**Instructions to follow:** Convert every item below into a JSON list of strings, with one string per line and no blank lines. Leave the pictures out.

▬▬▬▬▬▬

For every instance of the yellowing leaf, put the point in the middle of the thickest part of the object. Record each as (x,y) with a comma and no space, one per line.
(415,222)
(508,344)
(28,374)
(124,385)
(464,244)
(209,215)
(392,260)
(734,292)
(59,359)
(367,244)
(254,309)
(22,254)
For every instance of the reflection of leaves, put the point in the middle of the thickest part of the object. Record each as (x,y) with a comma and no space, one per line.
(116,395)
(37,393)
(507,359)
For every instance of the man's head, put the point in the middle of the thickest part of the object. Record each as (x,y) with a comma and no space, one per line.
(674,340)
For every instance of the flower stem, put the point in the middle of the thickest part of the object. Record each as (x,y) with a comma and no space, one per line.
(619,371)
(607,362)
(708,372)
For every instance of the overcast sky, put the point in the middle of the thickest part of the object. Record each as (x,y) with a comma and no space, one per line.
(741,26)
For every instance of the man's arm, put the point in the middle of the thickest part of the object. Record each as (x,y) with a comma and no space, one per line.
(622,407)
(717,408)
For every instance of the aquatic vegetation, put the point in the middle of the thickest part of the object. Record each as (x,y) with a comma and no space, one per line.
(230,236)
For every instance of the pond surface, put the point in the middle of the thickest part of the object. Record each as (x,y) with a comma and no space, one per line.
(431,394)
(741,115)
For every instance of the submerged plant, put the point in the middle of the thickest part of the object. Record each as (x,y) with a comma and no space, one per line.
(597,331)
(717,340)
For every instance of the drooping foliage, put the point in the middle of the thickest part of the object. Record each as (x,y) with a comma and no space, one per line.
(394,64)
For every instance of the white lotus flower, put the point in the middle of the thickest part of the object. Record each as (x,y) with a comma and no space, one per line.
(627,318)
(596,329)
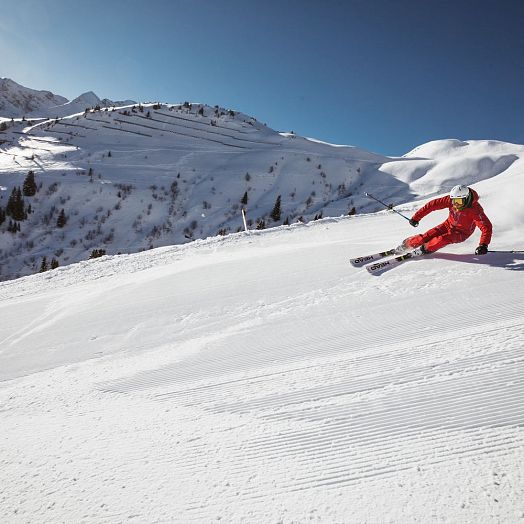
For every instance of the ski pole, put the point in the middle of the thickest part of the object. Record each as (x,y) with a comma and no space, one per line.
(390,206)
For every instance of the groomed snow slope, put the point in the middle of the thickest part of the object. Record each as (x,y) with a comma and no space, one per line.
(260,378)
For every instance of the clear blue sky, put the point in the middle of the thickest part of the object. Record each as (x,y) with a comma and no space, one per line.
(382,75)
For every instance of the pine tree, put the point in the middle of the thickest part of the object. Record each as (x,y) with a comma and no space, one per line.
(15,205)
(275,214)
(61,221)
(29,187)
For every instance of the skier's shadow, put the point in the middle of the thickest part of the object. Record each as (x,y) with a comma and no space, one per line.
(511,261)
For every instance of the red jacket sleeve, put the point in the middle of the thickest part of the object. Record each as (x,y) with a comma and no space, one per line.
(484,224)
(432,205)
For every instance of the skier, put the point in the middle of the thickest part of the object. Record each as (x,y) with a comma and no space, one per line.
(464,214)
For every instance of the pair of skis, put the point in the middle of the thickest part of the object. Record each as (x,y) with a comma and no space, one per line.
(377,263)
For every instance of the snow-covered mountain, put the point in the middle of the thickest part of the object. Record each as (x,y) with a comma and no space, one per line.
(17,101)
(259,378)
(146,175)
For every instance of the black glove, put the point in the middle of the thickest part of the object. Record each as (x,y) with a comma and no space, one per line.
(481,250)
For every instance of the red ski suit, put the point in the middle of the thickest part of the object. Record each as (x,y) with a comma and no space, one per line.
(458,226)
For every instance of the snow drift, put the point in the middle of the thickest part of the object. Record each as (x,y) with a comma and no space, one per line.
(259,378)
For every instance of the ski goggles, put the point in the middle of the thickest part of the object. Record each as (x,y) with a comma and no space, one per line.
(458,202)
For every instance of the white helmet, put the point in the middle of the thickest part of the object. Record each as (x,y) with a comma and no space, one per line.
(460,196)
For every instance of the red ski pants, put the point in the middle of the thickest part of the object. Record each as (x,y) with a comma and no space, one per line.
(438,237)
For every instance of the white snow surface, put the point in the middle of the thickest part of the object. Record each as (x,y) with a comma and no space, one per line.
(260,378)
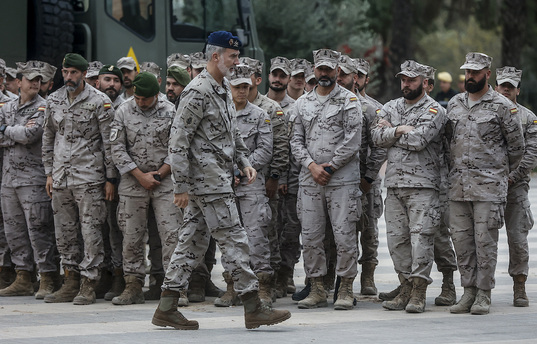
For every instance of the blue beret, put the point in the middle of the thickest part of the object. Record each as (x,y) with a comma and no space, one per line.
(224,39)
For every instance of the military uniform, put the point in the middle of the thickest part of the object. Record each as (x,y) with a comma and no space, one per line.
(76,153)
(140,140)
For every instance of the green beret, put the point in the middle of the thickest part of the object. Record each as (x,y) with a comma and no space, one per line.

▬▬▬▬▬▬

**Complete answer:**
[
  "For every instance of the yellowing leaf, put the point in the middle of the thickest part of the object. Record each as (x,y) with a comma and no space, one per line.",
  "(415,222)",
  "(508,344)",
  "(28,374)",
  "(124,385)",
  "(464,244)",
  "(209,215)",
  "(392,260)",
  "(734,292)",
  "(59,359)",
  "(367,244)",
  "(254,309)",
  "(22,254)",
  "For every instance of the reflection of leaves, put the point in the middle of the thickest part of the object. Record each as (x,y) with a comma and no space, one per line.",
  "(116,395)",
  "(37,393)",
  "(507,359)",
  "For every instance of the man's head, put the point in the middle of the thickest part of the object. Record each as (x,y) with a comma and no space, one per line.",
  "(674,340)",
  "For every instance of the flower stem, put the point in the middle of the thickest part of the object. Record each as (x,y) with a comma and no space, one per line.",
  "(619,371)",
  "(607,362)",
  "(708,372)",
  "For every instance of the overcast sky, put the point in the middle of the thickest part of the object. Record each as (x,y) with a comma and no space, one per line.",
  "(741,26)",
  "For every instance of the man's arm, put the point in the middle of the thickest part of the object. Record each as (x,y) with a comma and no space, one per line.",
  "(622,407)",
  "(717,408)",
  "For every instance of the aquatic vegetation, put the point in the middle of the thickest part of the object. Record each as (x,y) with a comma and no space, one per line.",
  "(230,236)",
  "For every instance of the pond surface, put the point in the middle of the thickest part of the object. Record each as (x,y) with a comma and no space, one per line.",
  "(431,394)",
  "(741,115)",
  "For every instance of the submerged plant, put the point in the middle of the thickest part of the object. Record each as (x,y) with a comma and no space, one per line.",
  "(597,331)",
  "(717,340)",
  "For every instance of the drooping foliage, put the point in the middle of the thickest part of the object. Record each as (x,y) with a comma and no space, one per line.",
  "(394,64)",
  "For every instance of the white lotus flower, put the point in the middle of the thickest part of the object. Record each as (x,y) with a comma and no space, one per line.",
  "(627,318)",
  "(596,329)",
  "For every instance of the ski pole, put the point in the middle of the thickest part of the object. Record each as (x,y) with a comma and no space, one per line.",
  "(390,206)",
  "For every instance of the groomed snow slope, put the point in the middle of the thickest part of the object. Record each as (x,y) with a comma and no space, one per line.",
  "(260,378)",
  "For every instance of the clear blue sky, put the point in the middle of the thickest part of the object. Record each as (x,y) with a comma and no space, one per line.",
  "(382,75)",
  "For every instance of the pine tree, put the point in the middle of the thickest part of the object. Record each as (x,y) with a comma and no space, one per line.",
  "(15,205)",
  "(275,214)",
  "(61,221)",
  "(29,187)",
  "For every instance of the skier's shadow, put the point in the middle of the thickest part of the object. Record each as (x,y) with a comma and no space, one per line.",
  "(511,261)",
  "For every instance of the red jacket sleeve, put the point in the middle of the thickest part of the object. Record each as (x,y) with a comma and no space, one per line.",
  "(484,224)",
  "(432,205)",
  "For every instance of the skier, put the point in the middle of the thickest part of the object. Record each as (x,y) with a comma and no space, one per line.",
  "(464,214)",
  "For every instance of the pair of skis, put the point in the middle of the thickest part of the object. Record each as (x,y) with a comma and no space, one per line.",
  "(377,263)",
  "For every instance of the snow-covered mountain, put the point in the middle of the thickest part of the object. Record each as (x,y) with a comma and no space, one per line.",
  "(17,101)",
  "(259,378)",
  "(146,175)",
  "For every instance of the black glove, put the point in the middle of the thickest part of the object. Record each as (x,y) with a comma and no space, one per line.",
  "(481,250)",
  "For every instance of the red ski suit, put the point in the middle of the thickest part of the object. Record each as (x,y) with a comma and no space, one per line.",
  "(458,226)",
  "For every instance of the snow drift, put the point in the middle of the thickest part of the object. Record each as (x,y) with a comma and no space, one per line.",
  "(259,378)",
  "For every instance of the ski goggles, put the point in the middle of the thickest part of the object. Record each as (x,y) with a comma and no space, one per line.",
  "(458,202)",
  "For every instance of the white helmet, put the point in the middle of the thickest part of the object. Record each as (x,y) with a comma and no space, one per line.",
  "(460,196)",
  "For every instance of the red ski pants, put the point in the middle of the thickest part of the object. Record each as (x,y) with a comma and no space, one per line.",
  "(438,237)",
  "For every instance of the white snow surface, put the point in the middle of the thickest part of the object. Record each as (x,y) with a comma and no space, one per line.",
  "(260,378)",
  "For every instance of the blue beret, put the point in the middle of the thickest part of the object. Record each as (x,y) with a comma and no space, one per line.",
  "(224,39)",
  "For every instance of the military uniform, put the point in the middle of the thickest part of the object. Record each as (x,y) with a comma and no space, one per line.",
  "(76,153)",
  "(140,140)",
  "For every instance of the green beret, put the point in the middle of the thickest part of the object. Record each as (x,y) with a comma and no space, one per line."
]